Start
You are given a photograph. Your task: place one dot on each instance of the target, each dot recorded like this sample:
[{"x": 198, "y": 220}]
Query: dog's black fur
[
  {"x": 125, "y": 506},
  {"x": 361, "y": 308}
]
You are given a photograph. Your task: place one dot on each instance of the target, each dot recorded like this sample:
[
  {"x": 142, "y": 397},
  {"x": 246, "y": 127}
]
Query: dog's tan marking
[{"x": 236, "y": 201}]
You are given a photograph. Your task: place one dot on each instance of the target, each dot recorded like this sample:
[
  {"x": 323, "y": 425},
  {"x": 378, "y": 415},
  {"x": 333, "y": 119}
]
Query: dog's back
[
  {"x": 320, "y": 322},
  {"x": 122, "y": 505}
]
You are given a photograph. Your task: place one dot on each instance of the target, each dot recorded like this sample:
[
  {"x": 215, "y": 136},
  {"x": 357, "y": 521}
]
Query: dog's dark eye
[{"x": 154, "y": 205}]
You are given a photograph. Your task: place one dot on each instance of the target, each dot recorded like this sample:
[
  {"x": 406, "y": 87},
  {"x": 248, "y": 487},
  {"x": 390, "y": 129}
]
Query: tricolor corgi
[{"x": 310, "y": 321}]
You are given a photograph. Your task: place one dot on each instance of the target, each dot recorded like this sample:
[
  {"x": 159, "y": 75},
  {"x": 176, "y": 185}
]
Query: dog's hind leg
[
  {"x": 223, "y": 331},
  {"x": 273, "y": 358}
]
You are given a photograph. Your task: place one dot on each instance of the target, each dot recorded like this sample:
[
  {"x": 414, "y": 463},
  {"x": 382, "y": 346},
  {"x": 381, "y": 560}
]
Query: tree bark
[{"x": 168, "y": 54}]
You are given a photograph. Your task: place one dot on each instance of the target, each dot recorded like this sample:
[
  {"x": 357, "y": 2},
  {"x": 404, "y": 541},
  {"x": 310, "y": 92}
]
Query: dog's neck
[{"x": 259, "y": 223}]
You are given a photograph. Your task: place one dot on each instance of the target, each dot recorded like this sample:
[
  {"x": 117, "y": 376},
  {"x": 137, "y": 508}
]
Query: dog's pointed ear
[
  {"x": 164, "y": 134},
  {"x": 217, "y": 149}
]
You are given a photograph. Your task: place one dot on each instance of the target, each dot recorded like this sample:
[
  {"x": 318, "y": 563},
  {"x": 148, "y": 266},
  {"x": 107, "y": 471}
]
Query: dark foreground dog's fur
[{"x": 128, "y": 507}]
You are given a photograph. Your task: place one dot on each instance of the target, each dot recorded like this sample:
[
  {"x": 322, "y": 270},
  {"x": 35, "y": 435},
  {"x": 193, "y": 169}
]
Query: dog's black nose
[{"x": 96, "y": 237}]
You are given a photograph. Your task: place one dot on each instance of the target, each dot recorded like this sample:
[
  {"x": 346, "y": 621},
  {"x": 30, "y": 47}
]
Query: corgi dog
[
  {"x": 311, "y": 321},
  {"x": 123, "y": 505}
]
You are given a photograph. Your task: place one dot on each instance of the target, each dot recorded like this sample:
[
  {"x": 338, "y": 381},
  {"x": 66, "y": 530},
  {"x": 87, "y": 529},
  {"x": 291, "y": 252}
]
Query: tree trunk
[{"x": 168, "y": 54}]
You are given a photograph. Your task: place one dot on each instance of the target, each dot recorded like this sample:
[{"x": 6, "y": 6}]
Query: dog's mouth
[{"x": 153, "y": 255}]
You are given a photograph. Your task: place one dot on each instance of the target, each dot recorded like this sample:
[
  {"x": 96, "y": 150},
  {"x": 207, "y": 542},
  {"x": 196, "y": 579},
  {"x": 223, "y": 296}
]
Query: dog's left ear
End
[Your objective] Return the material in full, exactly as shown.

[Task solution]
You are given a photograph. Your task: place one dot on each instance of the target, each dot recorded like this sample:
[{"x": 198, "y": 220}]
Query: dog's black fur
[
  {"x": 125, "y": 506},
  {"x": 361, "y": 308}
]
You are given a photograph. Your task: place one dot on each instance of the target, each dot recorded like this sample:
[
  {"x": 142, "y": 397},
  {"x": 246, "y": 127}
]
Query: dog's tan marking
[{"x": 236, "y": 201}]
You are given a photograph. Your task: place one dot on each instance of the target, each dot recorded like this sample:
[
  {"x": 323, "y": 425},
  {"x": 378, "y": 415},
  {"x": 333, "y": 119}
]
Query: dog's back
[
  {"x": 320, "y": 322},
  {"x": 122, "y": 505}
]
You are given a photograph. Your task: place one dot on each instance of the target, each dot recorded like this sample:
[
  {"x": 215, "y": 136},
  {"x": 357, "y": 521}
]
Query: dog's dark eye
[{"x": 154, "y": 205}]
You are given a photograph. Your task: place one dot on each instance of the target, each dot recorded like this sample:
[
  {"x": 406, "y": 87},
  {"x": 248, "y": 487},
  {"x": 390, "y": 129}
]
Query: tricolor corgi
[{"x": 310, "y": 321}]
You are given a photograph. Your task: place one dot on each instance of the target, each dot recorded like this sample:
[
  {"x": 159, "y": 75},
  {"x": 176, "y": 185}
]
Query: dog's hind leg
[
  {"x": 223, "y": 331},
  {"x": 273, "y": 358}
]
You are given a photograph. Your task: place one dot on each instance of the target, each dot recorded like this sample:
[
  {"x": 414, "y": 463},
  {"x": 382, "y": 346},
  {"x": 381, "y": 560}
]
Query: tree bark
[{"x": 168, "y": 54}]
You are given a photograph. Your task: place one dot on each instance of the target, each dot recorded like this sample:
[
  {"x": 357, "y": 2},
  {"x": 404, "y": 541},
  {"x": 310, "y": 92}
]
Query: dog's neck
[{"x": 259, "y": 223}]
You are given a photograph. Your task: place one dot on each instance of the target, each dot recorded like this sample:
[
  {"x": 117, "y": 376},
  {"x": 137, "y": 508}
]
Query: dog's pointed ear
[
  {"x": 164, "y": 134},
  {"x": 217, "y": 149}
]
You are given a photograph. Your task: place one dot on each instance of the target, each dot recorded like this sample:
[
  {"x": 318, "y": 563},
  {"x": 148, "y": 266},
  {"x": 107, "y": 471}
]
Query: dark foreground dog's fur
[{"x": 128, "y": 507}]
You are given a photograph. Your task: place one dot on each instance of the target, each dot recorded like this sample:
[
  {"x": 322, "y": 270},
  {"x": 35, "y": 435},
  {"x": 193, "y": 169}
]
Query: dog's black nose
[{"x": 96, "y": 237}]
You are given a photograph. Your task: place one dot on each instance of the target, each dot recorded like this sample:
[
  {"x": 346, "y": 621},
  {"x": 30, "y": 47}
]
Query: corgi dog
[
  {"x": 311, "y": 321},
  {"x": 123, "y": 505}
]
You are given a photograph. Your task: place one dot on each instance of the target, each dot recorded like this sample:
[
  {"x": 338, "y": 381},
  {"x": 66, "y": 530},
  {"x": 87, "y": 529},
  {"x": 291, "y": 252}
]
Query: tree trunk
[{"x": 168, "y": 54}]
You are given a photograph. Your task: place one dot on each instance of the target, each dot recorded like this sample:
[{"x": 6, "y": 6}]
Query: dog's mouth
[{"x": 153, "y": 255}]
You are given a photograph. Your task: place one dot on each instance of the target, each dot recorded like this sample:
[
  {"x": 96, "y": 150},
  {"x": 207, "y": 542},
  {"x": 196, "y": 579},
  {"x": 223, "y": 296}
]
Query: dog's left ear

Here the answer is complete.